____ Source

Despite the 3-1 lead, pretty much every game had been a close contest. Game 5 would be no different, and it would also produce an unforgettable moment.
2000 World Series Game 5 - October 26
Final Score: Yankees 4, Mets 2
Game MVP: Luis Sojo
The pitching matchup in Game 5 would be a rematch of the series opener as Andy Pettitte and Al Leiter took the mound for their respective teams. Leiter arguably led on the judges’ scores that day, but it was the Yankees who delivered a knockout against the Mets’ bullpen.
In Game 5, the scoring got started much earlier than it had in Game 1. After a scoreless first inning, Bernie Williams stepped to the plate to lead off the second. He worked the count full against Leiter before taking the eighth pitch over the wall in left field.
The homer was Williams’ first hit of the World Series, as he had gone 0-for-15 over the first four games.

________
____ Supplied information

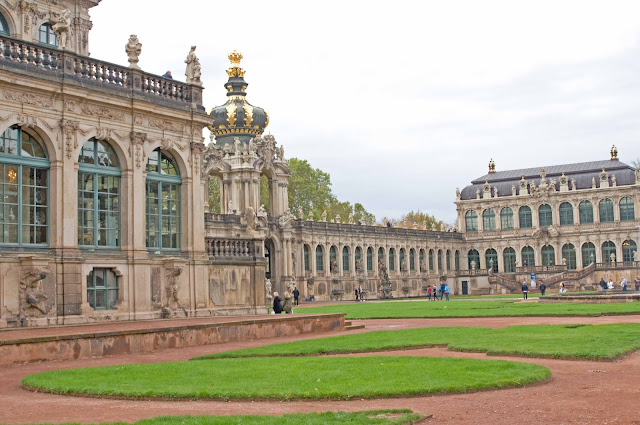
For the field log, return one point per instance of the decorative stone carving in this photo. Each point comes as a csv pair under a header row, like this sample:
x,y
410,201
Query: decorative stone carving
x,y
133,48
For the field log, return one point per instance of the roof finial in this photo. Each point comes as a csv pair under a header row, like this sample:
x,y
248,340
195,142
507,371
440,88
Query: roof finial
x,y
614,153
492,166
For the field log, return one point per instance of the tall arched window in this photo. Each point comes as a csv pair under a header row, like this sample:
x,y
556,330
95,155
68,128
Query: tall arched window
x,y
629,248
526,219
569,256
47,36
588,254
163,202
24,188
606,211
586,212
319,258
548,256
471,220
491,258
98,196
474,259
566,214
609,252
345,259
528,257
307,262
627,212
506,219
545,215
509,256
488,220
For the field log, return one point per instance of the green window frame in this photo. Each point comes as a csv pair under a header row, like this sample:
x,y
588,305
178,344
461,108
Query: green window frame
x,y
471,221
586,212
525,217
566,214
627,210
99,196
506,219
488,220
102,289
24,189
528,257
606,211
163,202
588,254
47,36
545,215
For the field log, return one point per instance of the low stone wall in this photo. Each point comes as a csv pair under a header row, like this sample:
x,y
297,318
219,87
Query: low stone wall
x,y
105,343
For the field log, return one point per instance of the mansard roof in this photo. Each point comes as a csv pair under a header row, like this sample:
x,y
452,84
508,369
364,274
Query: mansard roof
x,y
582,172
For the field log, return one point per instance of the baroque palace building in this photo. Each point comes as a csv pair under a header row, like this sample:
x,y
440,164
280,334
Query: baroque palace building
x,y
104,210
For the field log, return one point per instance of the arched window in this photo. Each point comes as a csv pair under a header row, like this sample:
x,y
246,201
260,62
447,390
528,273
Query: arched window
x,y
526,220
509,255
319,258
307,262
627,212
345,259
24,188
412,259
569,256
163,202
471,220
609,252
586,212
545,215
98,196
566,214
606,211
47,36
588,254
474,259
491,258
4,28
548,256
629,249
506,219
488,220
528,257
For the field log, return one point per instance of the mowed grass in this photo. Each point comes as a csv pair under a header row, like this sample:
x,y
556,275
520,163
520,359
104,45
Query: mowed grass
x,y
291,378
596,342
498,308
374,417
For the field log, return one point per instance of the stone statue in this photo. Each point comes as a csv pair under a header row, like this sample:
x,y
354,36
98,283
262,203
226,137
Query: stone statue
x,y
193,71
133,49
61,27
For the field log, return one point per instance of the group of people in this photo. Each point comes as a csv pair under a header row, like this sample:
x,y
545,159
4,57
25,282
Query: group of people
x,y
287,305
433,291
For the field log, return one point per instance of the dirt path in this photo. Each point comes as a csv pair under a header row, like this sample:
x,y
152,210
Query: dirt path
x,y
580,392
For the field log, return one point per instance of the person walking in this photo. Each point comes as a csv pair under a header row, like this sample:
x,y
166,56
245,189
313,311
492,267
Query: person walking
x,y
277,303
296,296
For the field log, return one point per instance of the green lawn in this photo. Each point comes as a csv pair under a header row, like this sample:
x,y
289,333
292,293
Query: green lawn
x,y
433,309
602,342
374,417
292,377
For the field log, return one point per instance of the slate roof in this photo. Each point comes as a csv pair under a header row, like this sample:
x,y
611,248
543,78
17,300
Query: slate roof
x,y
582,172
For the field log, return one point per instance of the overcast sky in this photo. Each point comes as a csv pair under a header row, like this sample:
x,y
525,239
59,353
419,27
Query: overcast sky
x,y
403,101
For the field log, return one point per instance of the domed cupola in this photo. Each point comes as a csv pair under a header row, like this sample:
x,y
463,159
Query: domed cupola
x,y
237,118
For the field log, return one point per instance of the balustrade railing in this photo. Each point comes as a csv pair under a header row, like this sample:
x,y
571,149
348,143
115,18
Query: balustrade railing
x,y
86,69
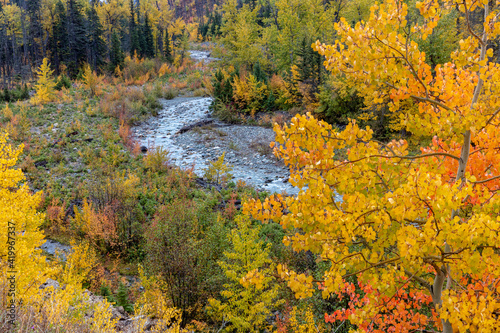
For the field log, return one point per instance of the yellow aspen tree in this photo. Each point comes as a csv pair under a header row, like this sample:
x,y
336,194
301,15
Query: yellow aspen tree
x,y
250,291
23,268
45,84
392,217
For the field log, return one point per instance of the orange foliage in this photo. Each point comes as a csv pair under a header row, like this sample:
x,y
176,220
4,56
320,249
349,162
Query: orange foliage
x,y
403,312
99,226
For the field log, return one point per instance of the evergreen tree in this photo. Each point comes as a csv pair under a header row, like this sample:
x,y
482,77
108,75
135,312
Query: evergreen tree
x,y
58,41
141,37
76,33
167,50
149,47
35,35
116,55
134,38
96,49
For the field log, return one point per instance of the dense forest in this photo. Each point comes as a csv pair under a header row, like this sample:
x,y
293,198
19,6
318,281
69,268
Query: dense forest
x,y
384,157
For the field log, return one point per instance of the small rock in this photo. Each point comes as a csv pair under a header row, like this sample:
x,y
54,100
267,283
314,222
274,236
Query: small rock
x,y
50,283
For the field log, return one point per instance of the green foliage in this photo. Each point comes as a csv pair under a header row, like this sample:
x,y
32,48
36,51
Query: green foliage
x,y
218,171
222,86
184,242
45,84
63,82
167,49
106,292
157,159
250,294
122,298
116,56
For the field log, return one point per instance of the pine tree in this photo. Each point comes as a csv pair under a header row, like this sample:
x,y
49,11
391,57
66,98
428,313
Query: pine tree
x,y
96,50
58,41
116,56
77,41
149,47
250,293
167,48
134,38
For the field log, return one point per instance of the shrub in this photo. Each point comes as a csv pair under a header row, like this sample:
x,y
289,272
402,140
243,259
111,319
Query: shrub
x,y
183,245
63,82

________

• **Task**:
Copy the Game 5 text, beginning at the words "In Game 5, the" and stopping after "first four games.". In that copy, replace "left field" with "right field". The entries have no connection to the Game 5 text.

• **Solution to the problem**:
In Game 5, the scoring got started much earlier than it had in Game 1. After a scoreless first inning, Bernie Williams stepped to the plate to lead off the second. He worked the count full against Leiter before taking the eighth pitch over the wall in right field.
The homer was Williams’ first hit of the World Series, as he had gone 0-for-15 over the first four games.